WORK REQUEST:
Your task is to copy each line of the material below that includes "narrow".

INPUT RECORDS:
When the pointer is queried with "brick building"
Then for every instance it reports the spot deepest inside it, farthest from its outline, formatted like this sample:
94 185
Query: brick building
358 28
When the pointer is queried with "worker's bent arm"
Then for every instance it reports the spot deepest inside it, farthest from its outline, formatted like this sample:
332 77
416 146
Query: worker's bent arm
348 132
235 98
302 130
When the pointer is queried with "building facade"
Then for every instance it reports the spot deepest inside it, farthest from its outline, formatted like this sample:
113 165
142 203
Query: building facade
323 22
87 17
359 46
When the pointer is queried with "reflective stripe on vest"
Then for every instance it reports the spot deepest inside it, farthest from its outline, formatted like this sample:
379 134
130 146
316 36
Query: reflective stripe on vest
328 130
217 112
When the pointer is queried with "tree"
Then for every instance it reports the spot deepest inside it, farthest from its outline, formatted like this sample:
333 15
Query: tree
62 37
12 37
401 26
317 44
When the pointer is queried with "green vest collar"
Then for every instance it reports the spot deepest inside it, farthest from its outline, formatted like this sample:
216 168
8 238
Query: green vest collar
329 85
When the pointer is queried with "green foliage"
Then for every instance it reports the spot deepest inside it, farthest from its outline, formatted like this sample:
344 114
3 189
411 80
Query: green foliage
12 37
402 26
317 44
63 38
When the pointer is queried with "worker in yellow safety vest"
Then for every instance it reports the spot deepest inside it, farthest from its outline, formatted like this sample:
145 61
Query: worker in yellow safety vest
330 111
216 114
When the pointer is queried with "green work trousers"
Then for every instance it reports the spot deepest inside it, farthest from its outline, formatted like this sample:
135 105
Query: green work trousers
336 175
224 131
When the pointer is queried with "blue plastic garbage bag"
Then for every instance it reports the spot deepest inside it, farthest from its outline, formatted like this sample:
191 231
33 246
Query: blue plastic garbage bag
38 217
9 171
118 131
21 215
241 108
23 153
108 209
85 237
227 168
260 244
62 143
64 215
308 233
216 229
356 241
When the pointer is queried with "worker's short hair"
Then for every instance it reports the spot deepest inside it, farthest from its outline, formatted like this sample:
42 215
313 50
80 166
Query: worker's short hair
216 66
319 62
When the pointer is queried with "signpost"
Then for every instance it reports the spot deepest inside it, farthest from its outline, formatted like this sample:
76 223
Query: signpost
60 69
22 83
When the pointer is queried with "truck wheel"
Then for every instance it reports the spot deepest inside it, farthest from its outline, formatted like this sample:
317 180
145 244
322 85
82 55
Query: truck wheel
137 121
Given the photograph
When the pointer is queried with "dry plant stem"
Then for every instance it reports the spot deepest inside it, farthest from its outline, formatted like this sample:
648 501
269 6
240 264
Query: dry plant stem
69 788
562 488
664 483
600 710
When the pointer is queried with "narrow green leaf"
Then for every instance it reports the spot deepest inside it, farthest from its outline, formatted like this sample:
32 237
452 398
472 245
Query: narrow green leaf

OUTPUT FOR THIS TASK:
When the pointer is queried with "narrow green leaf"
Query: narrow green leaf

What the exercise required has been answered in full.